Sabemos que o idioma instrumental se desenvolve nos primórdios do período barroco e que até aí os instrumentos estavam muito ligados ao idioma vocal. A escrita para instrumentos era praticamente a mesma da escrita para vozes e os instrumentos eram pensados para imitar a voz humana. Assim, o conhecimento que temos sobre as práticas instrumentais também se tornam fontes para a construção do conhecimento das práticas vocais. “(...) Eles (os instrumentos) floresciam e algum tempo depois caíam em desuso ou então eram alterados acompanhando uma nova estética. Principalmente no começo (da renascença), um dos objetivos declarados pelos construtores era o de imitar a voz humana.(...)” (G. Newton p. 9).
Sabe-se que a voz era considerada o instrumento perfeito e que os demais deviam imitá-la. G. Newton cita Fontegara de Sylvestro Ganassi: “Que fique claro que todos os instrumentos musicais comparados à voz humana são inferiores a ela. Por isso deveríamos nos esforçar por imitá-la (...) exatamente como um pintor talentoso consegue produzir todas as criações da natureza usando apenas cores, é possível imitar a expressão da voz humana com instrumentos de sopro e de corda (...). Já ouvi dizer que é possível com alguns instrumentistas perceber-se palavras em sua música.” (G. Newton p. 11). Hoje podemos fazer o caminho inverso e usarmos os instrumentos de época como modelo para o som a ser produzido pelo cantor. A sonoridade dos instrumentos de época nos leva ao som anasalado e “ardido” dos instrumentos de sopro com palheta e dos instrumentos de corda friccionada. Devemos também atentar para os tipos de articulações que são próprias desses instrumentos e imaginar como soam quando transferidos para voz cantada.
Quanto aos tipos de instrumentos mais relevantes é melhor citar o texto de G.Newton “(...) Munrow cita o Al Farab, livro de estudo do século X de Bagdá: Os instrumentos que mais se aproximam da voz humana são o rabab (rabeca) e os instrumentos de sopro(...)”. Ele também cita Tinctoris (1487), que escolhe a rabeca e o fiddle como ”aqueles que induzem piedade e conduzem meu coração mais ardentemente para a contemplação das alegrias celestes.(...)”.

__________

Objetivo do exercício: No trecho da fonte, quais instrumentos o livro Al Farab aponta como os que mais se aproximam da voz humana?

Dados registrados:
__________

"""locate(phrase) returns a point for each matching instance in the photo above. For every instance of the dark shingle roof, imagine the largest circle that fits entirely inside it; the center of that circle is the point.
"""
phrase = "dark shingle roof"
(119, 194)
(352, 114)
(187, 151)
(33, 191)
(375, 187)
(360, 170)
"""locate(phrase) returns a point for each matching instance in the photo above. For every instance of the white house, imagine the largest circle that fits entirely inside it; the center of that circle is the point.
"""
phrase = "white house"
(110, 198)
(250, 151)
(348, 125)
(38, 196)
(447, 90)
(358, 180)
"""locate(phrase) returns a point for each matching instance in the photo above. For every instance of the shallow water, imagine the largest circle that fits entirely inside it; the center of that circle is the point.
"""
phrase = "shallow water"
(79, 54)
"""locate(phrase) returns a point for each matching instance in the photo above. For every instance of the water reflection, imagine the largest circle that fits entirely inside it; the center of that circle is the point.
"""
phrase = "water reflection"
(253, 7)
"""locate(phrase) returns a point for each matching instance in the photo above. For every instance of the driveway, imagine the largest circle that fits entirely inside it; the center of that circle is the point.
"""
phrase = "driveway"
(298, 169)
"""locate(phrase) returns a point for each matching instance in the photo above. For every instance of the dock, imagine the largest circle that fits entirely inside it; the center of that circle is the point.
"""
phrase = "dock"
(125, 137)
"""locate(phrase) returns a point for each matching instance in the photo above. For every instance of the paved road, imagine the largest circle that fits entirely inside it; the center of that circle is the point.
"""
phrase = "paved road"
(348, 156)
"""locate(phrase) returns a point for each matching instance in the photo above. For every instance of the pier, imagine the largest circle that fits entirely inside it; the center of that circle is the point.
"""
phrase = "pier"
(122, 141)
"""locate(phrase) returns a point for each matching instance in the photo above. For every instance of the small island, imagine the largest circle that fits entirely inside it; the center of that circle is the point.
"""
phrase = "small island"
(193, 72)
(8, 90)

__________

Resolução da tarefa: O rabab (rabeca) e os instrumentos de sopro.